* Task instructions:
Could you repeat every entry below word for word, leaving out the pictures?

* Source information:
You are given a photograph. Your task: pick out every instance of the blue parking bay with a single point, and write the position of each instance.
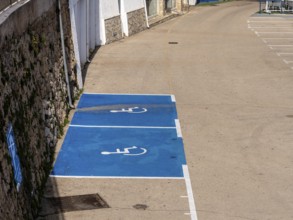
(120, 152)
(125, 110)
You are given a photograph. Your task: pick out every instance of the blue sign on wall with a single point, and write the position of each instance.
(14, 156)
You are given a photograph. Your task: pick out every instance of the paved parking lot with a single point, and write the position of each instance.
(276, 31)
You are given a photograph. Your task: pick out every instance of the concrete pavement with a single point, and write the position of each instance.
(235, 105)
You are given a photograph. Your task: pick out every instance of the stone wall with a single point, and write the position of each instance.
(136, 21)
(113, 28)
(33, 99)
(4, 4)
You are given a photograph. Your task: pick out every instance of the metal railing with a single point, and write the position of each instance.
(7, 3)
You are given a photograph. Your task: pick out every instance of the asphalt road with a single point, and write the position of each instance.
(235, 102)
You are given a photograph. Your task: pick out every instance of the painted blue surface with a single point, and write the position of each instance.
(103, 110)
(14, 156)
(81, 153)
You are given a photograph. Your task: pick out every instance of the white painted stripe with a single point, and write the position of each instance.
(178, 128)
(289, 27)
(114, 177)
(264, 21)
(288, 61)
(267, 32)
(173, 98)
(89, 93)
(278, 38)
(281, 45)
(192, 207)
(136, 127)
(184, 197)
(284, 54)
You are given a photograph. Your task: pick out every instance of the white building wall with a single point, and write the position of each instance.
(132, 5)
(110, 8)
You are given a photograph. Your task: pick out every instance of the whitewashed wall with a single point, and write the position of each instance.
(132, 5)
(110, 8)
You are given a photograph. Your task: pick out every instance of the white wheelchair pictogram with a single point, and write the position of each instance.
(134, 110)
(126, 151)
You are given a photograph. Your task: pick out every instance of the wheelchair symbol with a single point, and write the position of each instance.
(126, 151)
(134, 110)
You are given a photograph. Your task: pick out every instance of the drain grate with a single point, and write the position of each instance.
(57, 205)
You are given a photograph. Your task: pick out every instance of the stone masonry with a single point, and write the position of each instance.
(136, 21)
(113, 29)
(33, 99)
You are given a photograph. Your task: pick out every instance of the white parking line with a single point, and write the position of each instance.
(281, 45)
(192, 207)
(271, 27)
(287, 61)
(284, 54)
(290, 32)
(265, 40)
(281, 21)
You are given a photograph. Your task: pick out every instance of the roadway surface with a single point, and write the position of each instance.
(233, 85)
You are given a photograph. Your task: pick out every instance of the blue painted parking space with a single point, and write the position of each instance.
(125, 110)
(120, 152)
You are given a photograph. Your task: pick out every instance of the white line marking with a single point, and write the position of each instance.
(284, 54)
(178, 128)
(173, 98)
(105, 126)
(289, 27)
(274, 32)
(89, 93)
(286, 21)
(114, 177)
(278, 38)
(280, 45)
(287, 61)
(192, 207)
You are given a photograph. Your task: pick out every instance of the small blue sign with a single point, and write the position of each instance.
(125, 110)
(14, 156)
(120, 152)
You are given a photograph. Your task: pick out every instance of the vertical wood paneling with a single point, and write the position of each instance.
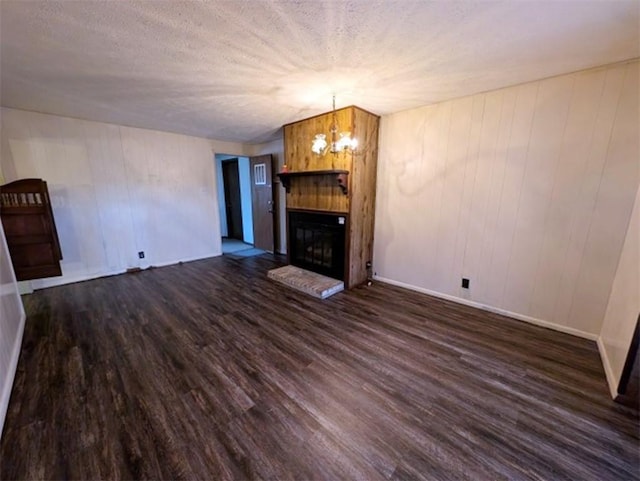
(484, 265)
(452, 192)
(363, 196)
(589, 182)
(546, 133)
(116, 191)
(482, 175)
(613, 206)
(536, 209)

* Answer for this exercise:
You are given a photograph. Your task: pick out every instance of the blue parking bay with a single point, and write the position of each instance.
(120, 152)
(125, 110)
You are given a photograph. Your task: pick out every instance of the blue sign on wall with a single point, and write the position of each instance.
(14, 156)
You are given a photograph. Your task: pick out every instance of the paved parking lot with a single point, and write the position of each instance.
(276, 31)
You are given a photograph. Your task: pick out every instance of the concrete pavement with a single point, and write the position of each instance.
(235, 105)
You are given a photograph. Your task: pick out every instance of the stone wall with a single point, and write the position of each instance.
(136, 21)
(113, 28)
(33, 99)
(4, 4)
You are given a photograph. Your task: pick out every instance of the metal railing with a single point, and write the position of each instance.
(7, 3)
You are given a photograph. Your task: pick out every instance of the asphalt road with a single point, and write the position of each instance.
(235, 102)
You are given a photograph. Your task: pick out every instance of the painted blue surface with a single point, and write the position of each instance.
(103, 110)
(14, 156)
(81, 153)
You are given a photograph. Your task: pick out every instance of the white painted stripe with a single point, and write the position of each instance.
(178, 128)
(289, 27)
(114, 177)
(264, 21)
(288, 61)
(267, 32)
(173, 98)
(89, 93)
(278, 38)
(281, 45)
(192, 207)
(136, 127)
(184, 197)
(284, 54)
You are given a photograph. Your task: pick out every instance of the white building wall with a single point, and write the position of each instance.
(132, 5)
(110, 8)
You are given a photograph. Your task: pick out every instance of the whitewashed wall with a single point, and write the position of each instance.
(132, 5)
(110, 8)
You are given a photograph. Your task: pick out every instance of the white wheelchair pictogram with a single point, and write the position of each instance.
(134, 110)
(126, 151)
You are given a photograph. Your task: pick out every instance of the wheelchair symbol with a single point, and write the position of each instance.
(126, 151)
(134, 110)
You are given a photograph. Your task: pick out every instance of the drain grate with a single point, and write the position of each instance.
(57, 205)
You are given a photograph. Your task: pick out every instance of the stone masonry with a single point, and write the position of each instance.
(136, 21)
(113, 29)
(33, 99)
You are given a photograph. Your task: pick out every instance of the white parking line with a single point, and write the position of each instance.
(281, 45)
(192, 207)
(271, 27)
(287, 61)
(284, 54)
(290, 32)
(265, 40)
(281, 21)
You are given a photograph. Your task: pick out every instance of the roadway surface with a single point, and write the position of each instance.
(233, 85)
You are given a photograph. Your task: pick out every instance of the blue painted parking space with a single point, and write the position of each instance.
(125, 110)
(120, 152)
You are given a photograph. Your task: pick out every instance of the white line marking with a single point, and write the position of each instance.
(284, 54)
(178, 128)
(173, 98)
(105, 126)
(289, 27)
(274, 32)
(89, 93)
(286, 21)
(114, 177)
(278, 38)
(280, 45)
(287, 61)
(192, 207)
You are given a photograph. Your task: pick out every instance of the small blue sign with a single point, and write the position of each instance.
(125, 110)
(14, 156)
(120, 152)
You are given a photograph. Your task: pick out every instance of the vertical wood paneling with a single point, and write the position of each instance.
(484, 265)
(452, 192)
(363, 196)
(589, 182)
(546, 133)
(116, 191)
(482, 175)
(613, 206)
(536, 209)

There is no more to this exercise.